Uno de los pasajeros de enfrente abrió la ventanilla y el aire fresco se esparció entre nosotros. El bus volvió a frenar, se detuvo y se abrió la puerta. Una mujer subió mostrando una gran sonrisa y hablaba con el ayudante y el conductor como viejos amigos. Cargaba una pana de plástico y una cubeta. Comenzó a caminar por el pasillo ofreciendo rosquillas, bollo dulce y otras cosas de horno. Ni él ni yo le compramos.

Busqué en el teléfono una foto del muelle de El Bluff. Es una foto tomada en los años 40, en blanco y negro, y se la mostré. Miré, le dije acercándole el teléfono, un barco a vapor, se ven los estibadores en su labor, el edificio de la aduana cuando aún no tenía un segundo piso, una lancha o “pos pos” que viaja a Bluefields, la isla del Venado, Half Way Cay y al fondo el cerro Aberdeen.

“Es el mismo muelle”, respondió.

“Entonces usted conoció a mi tío Felipe, el cajero de la aduana”, dije.

“Sí, claro que sí y también a Jorge y a Pablo”, dijo.

“Ellos eran mis tíos”, dije.

“A tu mamá la conocí cuando era jovencita y luego se casó con tu papá, Mr. Hill”.

“¿También conoció a mi papá?”

“Sí, fui marino en uno de sus barcos camaroneros, en el Nilska Lorena, lo conocí muy bien, siempre estaba hablando y dando bromas a la tripulación”.

“Ellos fallecieron, están sepultados en Utila, una isla de Honduras, están juntos como siempre lo estuvieron”, dije y sentí una pesadez en la garganta.

**Datos almacenados**

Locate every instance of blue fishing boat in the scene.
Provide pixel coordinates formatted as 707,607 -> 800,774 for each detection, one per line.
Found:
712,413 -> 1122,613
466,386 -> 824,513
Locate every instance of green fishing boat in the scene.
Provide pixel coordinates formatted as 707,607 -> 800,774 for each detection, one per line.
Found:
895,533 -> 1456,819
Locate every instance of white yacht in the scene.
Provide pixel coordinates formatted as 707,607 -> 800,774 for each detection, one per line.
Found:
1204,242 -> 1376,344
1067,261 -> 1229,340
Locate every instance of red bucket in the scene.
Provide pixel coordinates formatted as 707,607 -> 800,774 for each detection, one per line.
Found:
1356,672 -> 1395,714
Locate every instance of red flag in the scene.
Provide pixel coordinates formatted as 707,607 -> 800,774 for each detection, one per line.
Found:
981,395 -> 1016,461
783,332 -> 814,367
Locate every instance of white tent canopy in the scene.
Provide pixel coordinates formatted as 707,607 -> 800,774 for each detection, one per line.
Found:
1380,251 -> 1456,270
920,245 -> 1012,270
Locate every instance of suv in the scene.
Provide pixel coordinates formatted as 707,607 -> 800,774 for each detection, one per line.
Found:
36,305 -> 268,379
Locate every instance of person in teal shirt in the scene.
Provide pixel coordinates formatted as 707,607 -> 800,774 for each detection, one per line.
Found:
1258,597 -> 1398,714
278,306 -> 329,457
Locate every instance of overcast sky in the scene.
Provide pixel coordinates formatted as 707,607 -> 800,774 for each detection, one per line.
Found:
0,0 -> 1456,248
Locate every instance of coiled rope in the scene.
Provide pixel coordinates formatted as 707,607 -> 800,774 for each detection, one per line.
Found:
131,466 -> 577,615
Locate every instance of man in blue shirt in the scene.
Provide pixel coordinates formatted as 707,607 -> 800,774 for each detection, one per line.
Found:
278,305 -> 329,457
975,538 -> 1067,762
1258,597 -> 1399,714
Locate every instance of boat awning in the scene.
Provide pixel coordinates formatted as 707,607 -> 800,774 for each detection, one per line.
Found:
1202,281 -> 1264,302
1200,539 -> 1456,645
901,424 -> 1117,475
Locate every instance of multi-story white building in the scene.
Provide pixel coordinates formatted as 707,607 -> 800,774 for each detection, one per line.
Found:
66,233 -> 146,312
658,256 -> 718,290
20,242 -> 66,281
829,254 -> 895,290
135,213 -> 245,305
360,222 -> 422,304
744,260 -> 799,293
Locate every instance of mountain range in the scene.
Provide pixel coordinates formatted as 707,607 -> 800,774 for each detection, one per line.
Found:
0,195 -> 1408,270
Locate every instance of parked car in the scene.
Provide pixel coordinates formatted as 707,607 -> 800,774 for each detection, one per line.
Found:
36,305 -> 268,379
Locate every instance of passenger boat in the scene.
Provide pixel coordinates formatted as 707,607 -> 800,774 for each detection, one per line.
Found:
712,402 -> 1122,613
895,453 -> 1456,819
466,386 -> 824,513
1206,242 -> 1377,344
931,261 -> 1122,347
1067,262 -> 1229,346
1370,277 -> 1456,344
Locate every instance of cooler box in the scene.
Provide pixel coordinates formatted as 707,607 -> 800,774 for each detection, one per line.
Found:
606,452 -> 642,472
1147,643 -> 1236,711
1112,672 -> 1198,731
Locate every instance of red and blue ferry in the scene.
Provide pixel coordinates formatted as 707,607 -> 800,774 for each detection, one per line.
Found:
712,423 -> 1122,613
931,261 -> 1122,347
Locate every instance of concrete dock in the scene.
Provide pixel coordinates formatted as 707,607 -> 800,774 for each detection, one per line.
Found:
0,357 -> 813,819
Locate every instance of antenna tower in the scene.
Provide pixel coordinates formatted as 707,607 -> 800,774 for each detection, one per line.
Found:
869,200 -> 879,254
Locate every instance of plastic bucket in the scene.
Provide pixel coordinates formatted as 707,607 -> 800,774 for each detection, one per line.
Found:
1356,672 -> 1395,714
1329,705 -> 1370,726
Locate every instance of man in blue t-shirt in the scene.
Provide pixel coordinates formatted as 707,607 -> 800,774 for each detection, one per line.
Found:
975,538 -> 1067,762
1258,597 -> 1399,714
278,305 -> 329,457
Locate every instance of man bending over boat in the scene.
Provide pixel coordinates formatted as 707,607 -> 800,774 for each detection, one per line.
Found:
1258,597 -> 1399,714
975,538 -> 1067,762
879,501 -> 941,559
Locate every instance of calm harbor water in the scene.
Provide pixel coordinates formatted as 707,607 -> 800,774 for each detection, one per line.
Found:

* * *

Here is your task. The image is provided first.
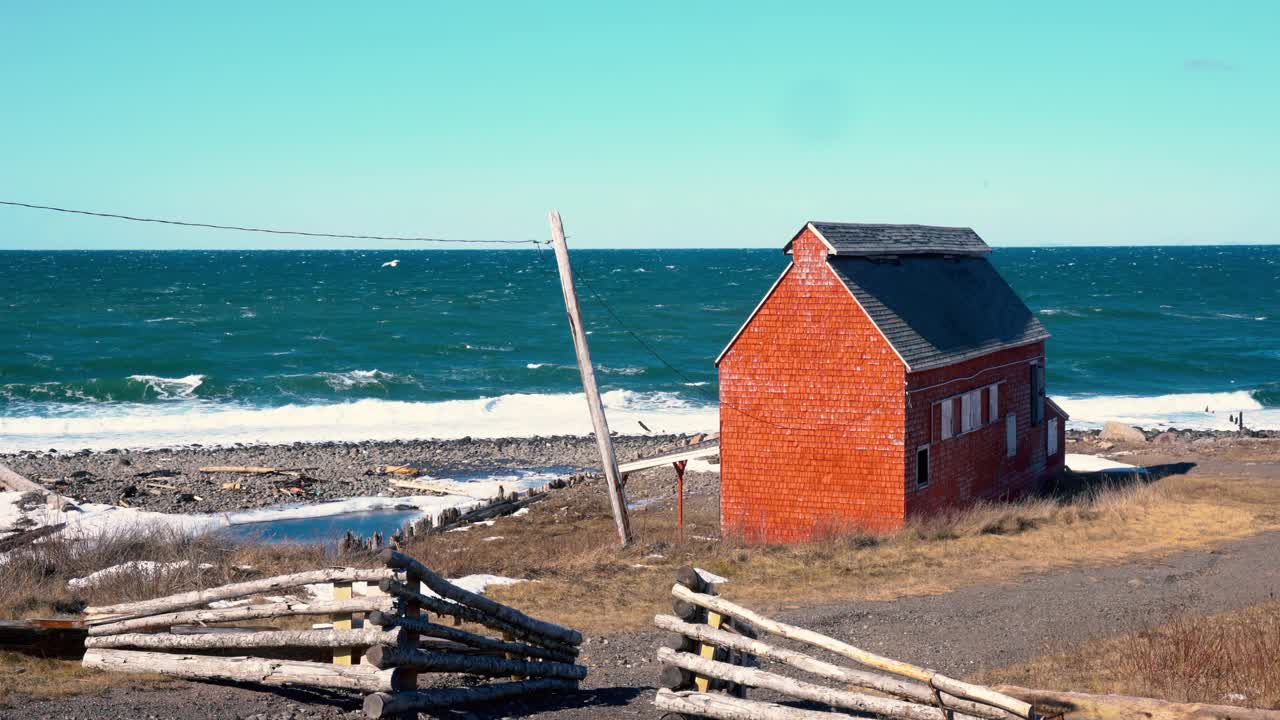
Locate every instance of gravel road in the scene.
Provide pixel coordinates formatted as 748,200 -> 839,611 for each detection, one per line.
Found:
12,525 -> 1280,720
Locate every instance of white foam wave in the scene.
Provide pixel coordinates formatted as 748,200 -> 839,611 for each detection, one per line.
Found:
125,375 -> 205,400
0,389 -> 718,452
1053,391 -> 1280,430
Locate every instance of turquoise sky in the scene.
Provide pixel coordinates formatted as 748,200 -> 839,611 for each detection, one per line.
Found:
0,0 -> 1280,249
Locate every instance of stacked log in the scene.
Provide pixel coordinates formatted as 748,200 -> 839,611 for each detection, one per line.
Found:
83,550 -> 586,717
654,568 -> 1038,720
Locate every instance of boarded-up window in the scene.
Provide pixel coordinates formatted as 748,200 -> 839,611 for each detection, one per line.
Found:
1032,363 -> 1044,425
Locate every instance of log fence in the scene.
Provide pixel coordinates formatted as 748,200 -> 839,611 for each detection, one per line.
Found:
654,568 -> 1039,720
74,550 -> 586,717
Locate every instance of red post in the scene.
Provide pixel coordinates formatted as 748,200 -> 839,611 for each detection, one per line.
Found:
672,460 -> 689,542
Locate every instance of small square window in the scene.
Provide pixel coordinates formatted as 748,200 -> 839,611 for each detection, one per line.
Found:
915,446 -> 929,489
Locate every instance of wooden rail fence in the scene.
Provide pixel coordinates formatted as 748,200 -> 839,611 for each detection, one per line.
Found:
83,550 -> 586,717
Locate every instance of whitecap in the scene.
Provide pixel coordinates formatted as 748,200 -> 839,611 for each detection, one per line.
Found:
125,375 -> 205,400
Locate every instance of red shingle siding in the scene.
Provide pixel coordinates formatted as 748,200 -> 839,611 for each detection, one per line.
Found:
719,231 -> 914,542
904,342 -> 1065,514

**Tarea requerida**
Transcribe sin cambios el fragmento del relato sobre el muelle de El Bluff que comienza en las palabras "Busqué en el" y termina después de "el cerro Aberdeen.".

**Respuesta a continuación**
Busqué en el teléfono una foto del muelle de El Bluff. Es una foto tomada en los años 40, en blanco y negro, y se la mostré. Miré, le dije acercándole el teléfono, un barco a vapor, se ven los estibadores en su labor, el edificio de la aduana cuando aún no tenía un segundo piso, una lancha o “pos pos” que viaja a Bluefields, la isla del Venado, Half Way Cay y al fondo el cerro Aberdeen.